• Provided text:

This often had me asking myself: How do you date in peace if it feels too soon for private venues, and public ones are open territory for constant interruption and space violation?

3. There’s a legacy of trauma within the community, which can create more stress in romantic relationships.

Families rejecting their LGBTQ+ kids, years of internalized or repressed homophobia, and a myriad of other things can create more stress than usual in a romantic relationship.

As a kid, I could fill endless pages of my diary with the foods I’d eaten that day — but when it came to my gay feelings, the most I could manage was to dance around the label. I’d take three pages to basically say “I have a crush on this girl” without actually saying it explicitly.

The shame that comes with being a queer kid in high school — especially back when it wasn’t as accepted, like in the early 2000s — can eat away at you. Like many, I grappled with internalized homophobia.

Even if we’d had an accepting family, none of us are completely impervious to the scars left behind by our collective history. Psychiatrists like Richard von Krafft-Ebing described homosexuality as a “degenerative sickness.” Until as late as 1973, the Diagnostic and Statistical Manual of Mental Disorders (DSM), the handbook often used by clinicians, psychiatrists, and psychotherapists, listed it as a psychiatric disorder. 

Many of us carry some of this with us, at least to a certain degree. Research shows that mental health struggles are high in the LGBTQ+ community. HSPs already navigate intense emotional experiences. With more collective trauma to work through than the general population (this is not to say life is easy for anyone) — if not dealt with or worked through, we might find ourselves with a higher amount of relational stressors (through no fault of our own).

4. Gendered socialization makes the courting process less straightforward — for women, at least.

The courting phase of dating, or even meeting women to date to begin with, can be another challenge for us queer femmes. Due to heteronormative socialization, I think it’s generally harder for women than it is for men to act upon their desires (if not for anything more than years of muscle memory). We’re used to being courted. Society tells us to wait and attract. So what happens when both of you are women?

Once when a woman and I were in her hot tub on our third date, neither her nor I was initiating anything physical. That she was giving no signs of overt interest (in her body language or demeanor) confused me, because I’d thought that was why she’d invited me over in the first place.

• Raw data:
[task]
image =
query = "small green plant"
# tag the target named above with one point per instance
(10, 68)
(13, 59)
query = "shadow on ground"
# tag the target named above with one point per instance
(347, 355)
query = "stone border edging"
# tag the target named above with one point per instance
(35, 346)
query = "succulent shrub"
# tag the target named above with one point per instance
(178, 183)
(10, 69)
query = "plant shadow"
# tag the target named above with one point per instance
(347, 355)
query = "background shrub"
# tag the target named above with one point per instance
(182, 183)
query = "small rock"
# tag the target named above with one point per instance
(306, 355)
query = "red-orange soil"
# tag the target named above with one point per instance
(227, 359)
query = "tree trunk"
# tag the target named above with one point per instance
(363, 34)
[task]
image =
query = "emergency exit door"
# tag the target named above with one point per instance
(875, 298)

---

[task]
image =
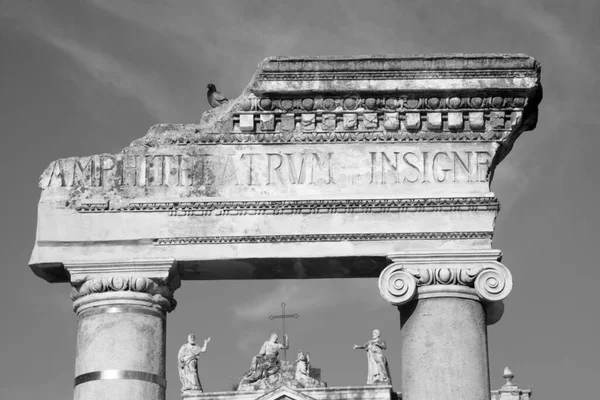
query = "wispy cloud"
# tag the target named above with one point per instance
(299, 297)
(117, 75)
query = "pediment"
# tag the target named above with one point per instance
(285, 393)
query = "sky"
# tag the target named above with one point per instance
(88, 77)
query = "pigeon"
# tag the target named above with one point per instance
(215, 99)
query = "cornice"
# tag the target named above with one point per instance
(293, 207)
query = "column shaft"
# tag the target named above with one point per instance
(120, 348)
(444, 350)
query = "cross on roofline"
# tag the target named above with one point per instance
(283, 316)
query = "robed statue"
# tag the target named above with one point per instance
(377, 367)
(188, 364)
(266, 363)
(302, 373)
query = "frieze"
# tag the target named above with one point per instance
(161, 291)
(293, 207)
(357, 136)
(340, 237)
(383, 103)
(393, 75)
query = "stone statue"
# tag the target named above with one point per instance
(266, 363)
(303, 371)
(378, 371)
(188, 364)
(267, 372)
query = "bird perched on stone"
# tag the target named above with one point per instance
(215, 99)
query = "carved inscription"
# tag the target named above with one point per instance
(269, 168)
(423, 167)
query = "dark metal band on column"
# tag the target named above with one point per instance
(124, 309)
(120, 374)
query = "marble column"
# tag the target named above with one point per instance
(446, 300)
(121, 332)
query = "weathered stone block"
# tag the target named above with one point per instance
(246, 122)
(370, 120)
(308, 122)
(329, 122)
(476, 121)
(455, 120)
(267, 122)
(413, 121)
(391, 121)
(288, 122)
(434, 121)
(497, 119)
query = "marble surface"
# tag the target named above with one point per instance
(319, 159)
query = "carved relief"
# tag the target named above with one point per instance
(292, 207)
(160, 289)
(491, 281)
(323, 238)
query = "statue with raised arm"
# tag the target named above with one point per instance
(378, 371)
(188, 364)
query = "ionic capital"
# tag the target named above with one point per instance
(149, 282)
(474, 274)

---

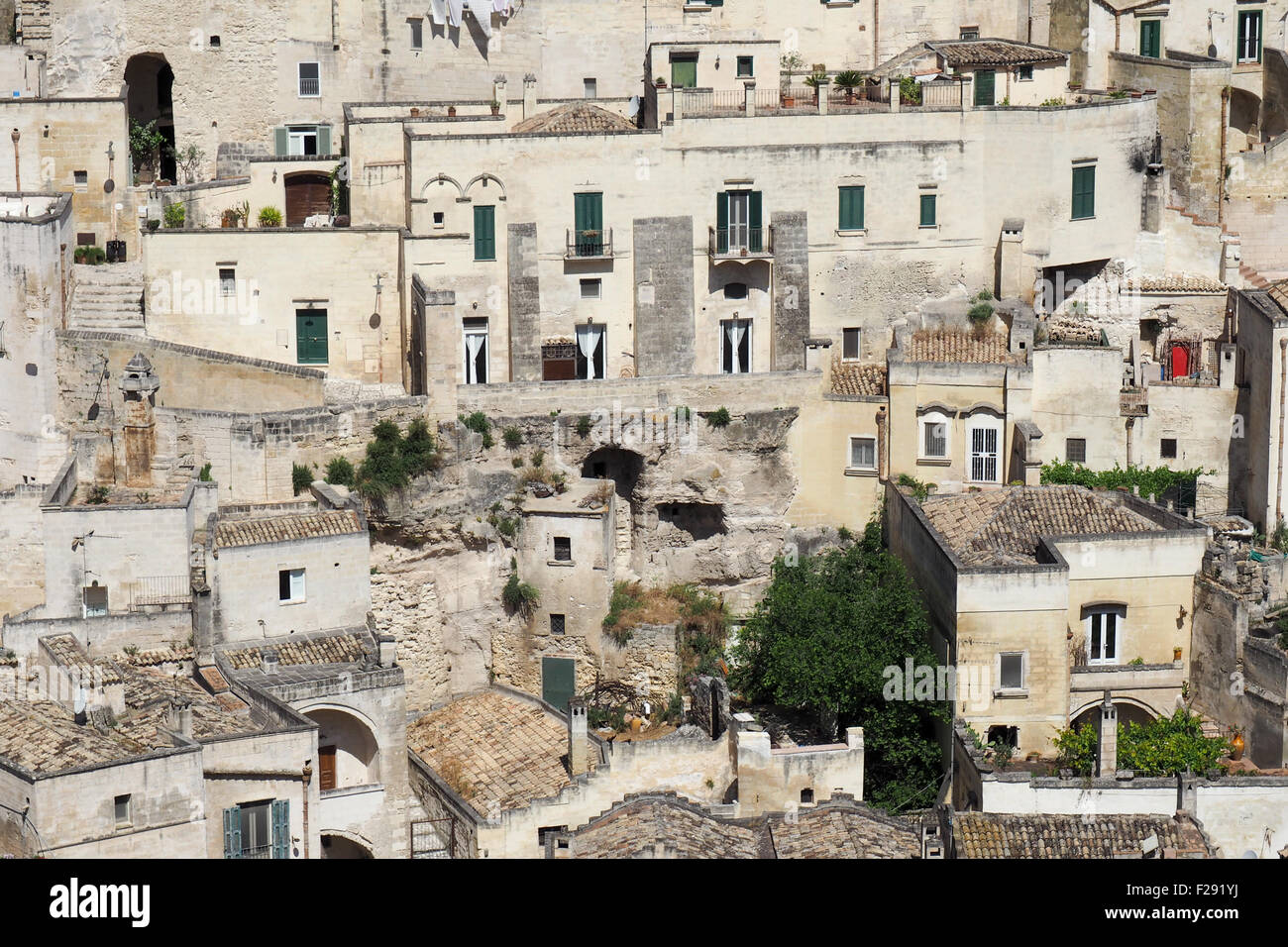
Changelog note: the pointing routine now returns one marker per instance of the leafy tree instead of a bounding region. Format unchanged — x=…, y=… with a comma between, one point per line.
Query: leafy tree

• Exercise requirements: Pick up the text on queer dating above right after its last sentence and continue it.

• Output of the exercise:
Another example: It took almost five months (after initially meeting) for my college girlfriend and me to begin dating, too — and I probably never would have made a move had it not been for our mutual gay guy friend playing matchmaker.

As Soleil Ho facetiously put it in an article in the San Francisco Chronicle, “lesbian sheep syndrome” is a term that refers to “a common situation where two women are attracted to each other but, due to a combination of overthinking things and, at times, internalized homophobia, neither acts on that attraction.”

Similarly, as HSPs, we have a tendency to get caught up in our minds’ scuffle and clamor. This can lead to a flurry of brain activity when trying to read someone’s intentions, or pick up on their body language and nonverbal cues. (Are they apprehensive because they’re not into you, or because they haven’t been with a woman before and feel awkward?) The ambiguity and uncertainty can amplify distressing emotions and put our overthinking brains into overdrive.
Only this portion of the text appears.